◆ **Prompt**
Your answer must repeat all of the entries word for word, without any images.

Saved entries
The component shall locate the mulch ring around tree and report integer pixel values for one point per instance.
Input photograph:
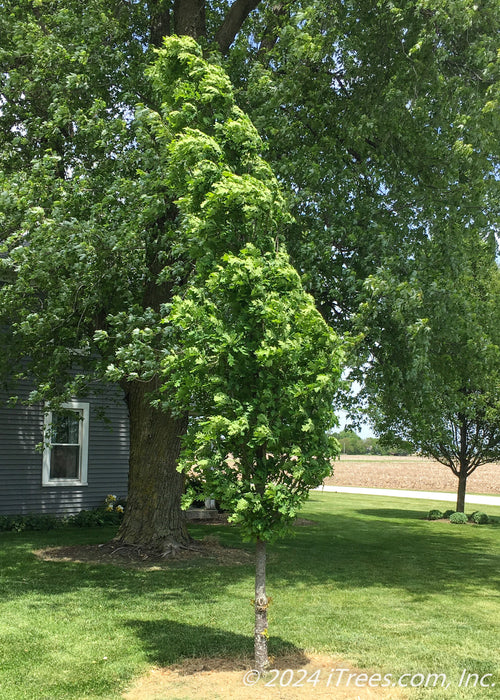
(295, 677)
(208, 550)
(115, 553)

◆ **Reply**
The component shall locate the mulch ring around tree and report integer pixel values for one point per instance.
Input photograph:
(295, 677)
(208, 550)
(115, 553)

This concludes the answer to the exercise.